• _DOCUMENT EXCERPT_

[Start of section]

What does Alan Kay think about LLMs?
Overall stance on LLMs and “trustability”
- Central concern: LLMs are not “trustable” for running commands or teaching, because they don’t reason, only correlate and generate plausible text.
- Trust is linked to auditability: people want verifiable chains of reasoning, explainable decision paths, and reproducible results.
- Current LLMs can’t show how they derived an answer beyond vague token attributions, so they’re seen as unsuitable for critical tasks.
Message passing, late binding, and system design
- Large subthread revisits classic ideas: true message passing, late binding, and live, image-based systems (e.g., Smalltalk-style environments).
- Debate over whether modern systems (HTTP, microservices, browsers) embody these ideas well or are “bastardizations”.
- Some argue message passing significantly improves security and scalability; others note microservice messiness and need for stronger typing.
- There’s disagreement on whether Alan’s guidance is too vague or actually quite concrete when you look at his systems and research programs.
LLMs in programming and education
- Power users report LLMs as very useful but frequently wrong, especially in less popular languages or niche libraries.
- “Obvious” errors (invented APIs) are easy for experts to catch; subtle ones (deprecated, insecure, or inefficient patterns) are dangerous for learners.
- Concern that students will “cheat” through CS curricula with LLMs, further exposing how dated some teaching already is.

[End of section]

• _RECORDED DATA_

[Start of section]

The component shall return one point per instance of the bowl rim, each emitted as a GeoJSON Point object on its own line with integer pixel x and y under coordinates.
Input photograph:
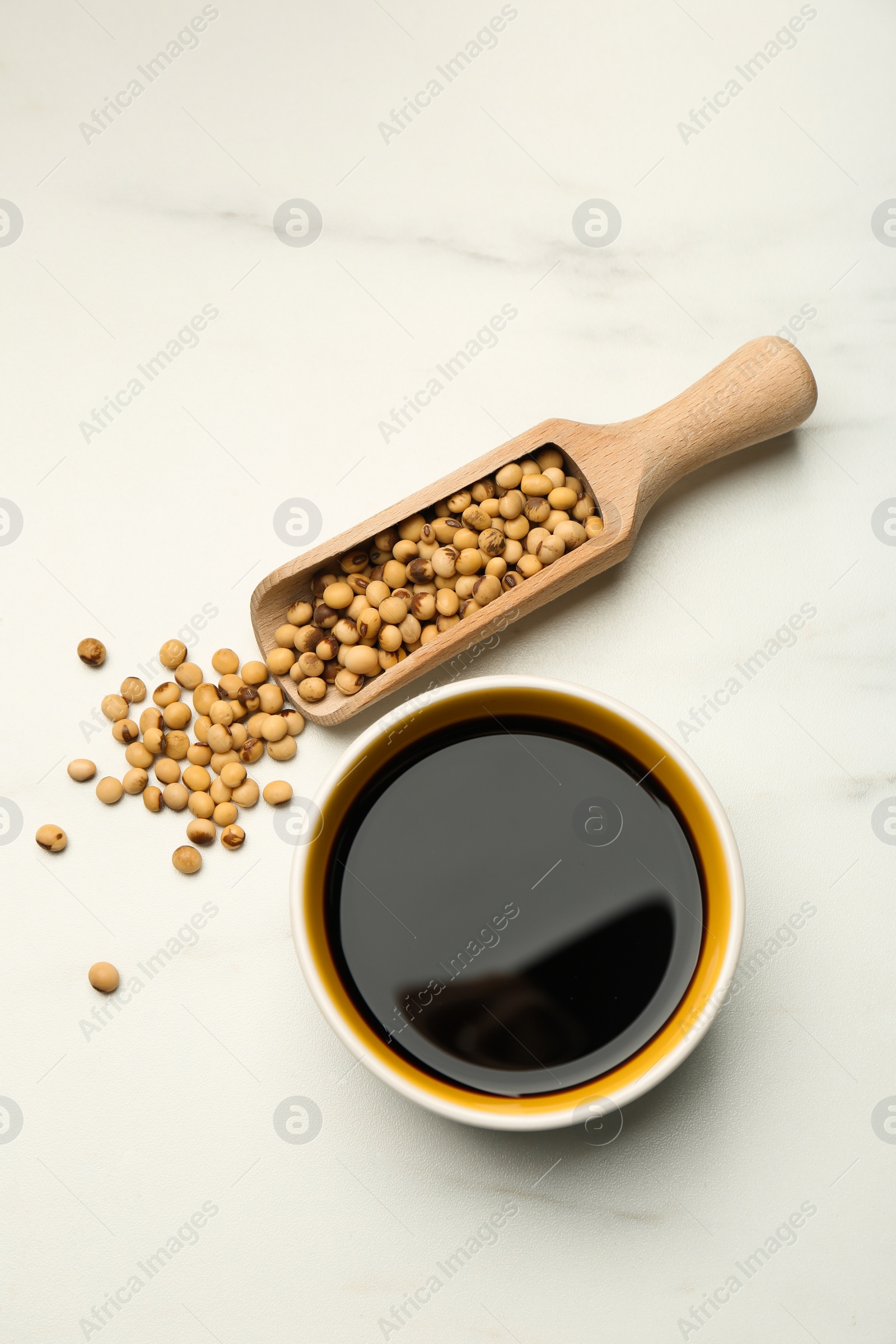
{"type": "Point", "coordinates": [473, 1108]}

[End of section]
[Start of section]

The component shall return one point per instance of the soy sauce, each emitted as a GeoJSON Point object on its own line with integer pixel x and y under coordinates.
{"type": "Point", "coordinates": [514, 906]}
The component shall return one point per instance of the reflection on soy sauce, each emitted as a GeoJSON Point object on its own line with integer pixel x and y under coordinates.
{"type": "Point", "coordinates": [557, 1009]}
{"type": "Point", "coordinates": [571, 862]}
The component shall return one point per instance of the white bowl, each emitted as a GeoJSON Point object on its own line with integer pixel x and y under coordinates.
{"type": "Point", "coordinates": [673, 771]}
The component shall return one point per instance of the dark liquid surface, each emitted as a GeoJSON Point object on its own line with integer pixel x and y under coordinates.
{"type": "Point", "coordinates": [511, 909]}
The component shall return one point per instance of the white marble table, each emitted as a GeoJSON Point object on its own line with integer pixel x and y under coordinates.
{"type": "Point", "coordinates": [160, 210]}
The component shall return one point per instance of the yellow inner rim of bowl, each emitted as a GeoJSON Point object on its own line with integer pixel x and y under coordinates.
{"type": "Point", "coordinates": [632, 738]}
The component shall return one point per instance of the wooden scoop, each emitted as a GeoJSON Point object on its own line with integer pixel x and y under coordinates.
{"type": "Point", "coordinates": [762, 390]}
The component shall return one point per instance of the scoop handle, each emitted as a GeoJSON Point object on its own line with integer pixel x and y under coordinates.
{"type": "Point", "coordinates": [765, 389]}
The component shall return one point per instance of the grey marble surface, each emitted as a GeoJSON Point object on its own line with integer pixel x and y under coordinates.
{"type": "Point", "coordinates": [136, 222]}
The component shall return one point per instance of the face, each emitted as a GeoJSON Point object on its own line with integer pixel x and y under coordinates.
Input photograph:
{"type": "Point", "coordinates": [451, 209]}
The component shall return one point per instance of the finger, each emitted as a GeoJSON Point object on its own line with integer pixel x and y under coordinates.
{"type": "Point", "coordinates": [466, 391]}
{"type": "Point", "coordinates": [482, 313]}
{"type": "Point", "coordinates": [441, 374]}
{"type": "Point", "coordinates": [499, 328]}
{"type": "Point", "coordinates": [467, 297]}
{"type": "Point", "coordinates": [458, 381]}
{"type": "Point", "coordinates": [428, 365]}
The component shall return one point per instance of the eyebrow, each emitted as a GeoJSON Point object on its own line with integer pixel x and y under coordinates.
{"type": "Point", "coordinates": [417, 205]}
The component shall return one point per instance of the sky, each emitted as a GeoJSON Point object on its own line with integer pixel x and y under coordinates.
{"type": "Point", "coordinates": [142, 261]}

[End of section]

• _TASK LIST_
A) Answer these questions using the summary about Alan Kay and LLMs, one line each:
(i) What three things do people want that tie trust to auditability?
(ii) Which modern systems are debated as either embodying message passing well or being "bastardizations"?
(iii) In what cases do power users say LLMs are frequently wrong?
B) Resume the summary about Alan Kay and LLMs after its last point, adding further points in the same style.

• _ANSWER LIST_
A)
(i) Verifiable chains of reasoning, explainable decision paths, and reproducible results.
(ii) HTTP, microservices, and browsers.
(iii) Especially in less popular languages or niche libraries.

B)
- Some like that traditional programming is literal and debuggable; they fear opaque AI layers undermine this transparency.
Epistemology: correlation, superstition, and BS
- Strong theme: LLMs exemplify “reasoning by correlation,” likened to superstition and BS generation, especially when they rationalize wrong answers fluently.
- Counterpoint: correlation-based empiricism can still be testable and useful; superstition arises when people misread or overinterpret correlations.
- Several comments note humans are also unreliable, biased, and prone to BS, so comparisons must be against actual human experts, not an ideal.
Societal and economic concerns
- Worry that LLMs will be used to “strip mine society” more efficiently, increasing extraction, surveillance, and large-scale manipulation.
- Others argue this dynamic predates LLMs and applies to most major technologies; LLMs are just a new lever.
- Additional fear: a future internet flooded with semi-plausible nonsense, eroding trust in digital information and possibly even literacy norms.